Give the following records again in full and without alteration.

::: DATA IN THIS EXERCISE

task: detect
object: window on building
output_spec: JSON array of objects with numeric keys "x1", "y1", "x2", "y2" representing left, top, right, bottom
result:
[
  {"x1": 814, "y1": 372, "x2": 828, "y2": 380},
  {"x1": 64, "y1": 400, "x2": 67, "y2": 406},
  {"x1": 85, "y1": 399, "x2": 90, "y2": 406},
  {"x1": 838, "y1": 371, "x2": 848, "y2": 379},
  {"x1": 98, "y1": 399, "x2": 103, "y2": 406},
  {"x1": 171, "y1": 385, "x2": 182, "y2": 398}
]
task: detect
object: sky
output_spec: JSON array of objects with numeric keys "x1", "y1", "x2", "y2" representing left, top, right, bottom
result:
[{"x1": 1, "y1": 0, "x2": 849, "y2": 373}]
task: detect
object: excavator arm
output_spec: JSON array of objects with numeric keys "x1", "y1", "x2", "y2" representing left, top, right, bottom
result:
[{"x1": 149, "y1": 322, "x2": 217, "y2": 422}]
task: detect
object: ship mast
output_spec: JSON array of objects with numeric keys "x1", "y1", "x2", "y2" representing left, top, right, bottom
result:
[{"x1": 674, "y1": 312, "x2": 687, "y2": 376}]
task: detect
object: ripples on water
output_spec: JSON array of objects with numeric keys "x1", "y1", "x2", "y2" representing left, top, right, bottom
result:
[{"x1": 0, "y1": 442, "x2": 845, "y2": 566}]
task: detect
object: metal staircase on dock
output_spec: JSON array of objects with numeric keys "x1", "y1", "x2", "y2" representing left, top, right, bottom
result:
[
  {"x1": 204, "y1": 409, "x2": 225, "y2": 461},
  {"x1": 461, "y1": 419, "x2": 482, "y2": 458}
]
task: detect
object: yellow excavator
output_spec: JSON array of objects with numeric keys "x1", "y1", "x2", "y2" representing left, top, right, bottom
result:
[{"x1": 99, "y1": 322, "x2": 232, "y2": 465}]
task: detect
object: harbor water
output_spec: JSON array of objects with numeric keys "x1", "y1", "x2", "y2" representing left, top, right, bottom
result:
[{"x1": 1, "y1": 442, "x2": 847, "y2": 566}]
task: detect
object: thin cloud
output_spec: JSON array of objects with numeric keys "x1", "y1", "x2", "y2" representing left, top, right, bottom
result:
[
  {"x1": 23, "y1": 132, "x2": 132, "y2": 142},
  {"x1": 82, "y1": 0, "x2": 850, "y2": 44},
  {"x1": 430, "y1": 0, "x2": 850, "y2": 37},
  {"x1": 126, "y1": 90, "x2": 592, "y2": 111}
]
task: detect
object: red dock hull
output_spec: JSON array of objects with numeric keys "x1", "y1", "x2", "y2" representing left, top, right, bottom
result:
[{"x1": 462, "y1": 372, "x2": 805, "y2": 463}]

::::::

ANSWER SECTION →
task: detect
object: window on building
output_spec: JSON array of objects with numeric keys "x1", "y1", "x2", "y2" representing left, top, right, bottom
result:
[
  {"x1": 814, "y1": 372, "x2": 828, "y2": 380},
  {"x1": 64, "y1": 400, "x2": 67, "y2": 406},
  {"x1": 85, "y1": 399, "x2": 90, "y2": 406},
  {"x1": 838, "y1": 371, "x2": 848, "y2": 379},
  {"x1": 98, "y1": 399, "x2": 103, "y2": 406},
  {"x1": 171, "y1": 385, "x2": 182, "y2": 398}
]
task: detect
object: sky
output_spec: JSON array of objects with numeric keys "x1", "y1", "x2", "y2" representing left, top, right, bottom
result:
[{"x1": 1, "y1": 0, "x2": 849, "y2": 373}]
task: detect
object: excavator arm
output_spec: JSON array of objects with numeric keys "x1", "y1", "x2", "y2" representing left, top, right, bottom
result:
[{"x1": 149, "y1": 322, "x2": 217, "y2": 422}]
task: detect
object: ship mast
output_spec: JSON array of objects with numeric keys "x1", "y1", "x2", "y2" representing left, top, right, bottom
result:
[{"x1": 674, "y1": 312, "x2": 687, "y2": 376}]
task: detect
object: ripples on water
output_spec: JSON array of objects with numeric keys "x1", "y1", "x2", "y2" representing left, top, right, bottom
result:
[{"x1": 0, "y1": 442, "x2": 845, "y2": 566}]
task: detect
object: metal staircase on dock
output_spec: JSON array of objects with numeric keys "x1", "y1", "x2", "y2" representing left, top, right, bottom
result:
[
  {"x1": 204, "y1": 409, "x2": 225, "y2": 461},
  {"x1": 461, "y1": 419, "x2": 482, "y2": 458}
]
task: detect
object: yellow excavator
output_spec: JSON array of objects with numeric keys "x1", "y1", "x2", "y2" representing left, top, right, bottom
result:
[{"x1": 99, "y1": 322, "x2": 232, "y2": 465}]
task: detect
object: harbor water
output_spec: JSON array of objects with numeric keys "x1", "y1", "x2", "y2" representing left, top, right, bottom
result:
[{"x1": 1, "y1": 442, "x2": 847, "y2": 566}]
task: detect
object: thin cloud
output_spec: JSON array of objects with numeric keys "x1", "y1", "x2", "y2" representing left, top, right, bottom
result:
[
  {"x1": 23, "y1": 132, "x2": 132, "y2": 142},
  {"x1": 82, "y1": 0, "x2": 850, "y2": 44},
  {"x1": 430, "y1": 0, "x2": 850, "y2": 37},
  {"x1": 126, "y1": 90, "x2": 592, "y2": 111}
]
task: detect
object: red dock hull
output_spec: JSON array of objects with numeric keys "x1", "y1", "x2", "y2" representing left, top, right, bottom
result:
[{"x1": 462, "y1": 372, "x2": 805, "y2": 463}]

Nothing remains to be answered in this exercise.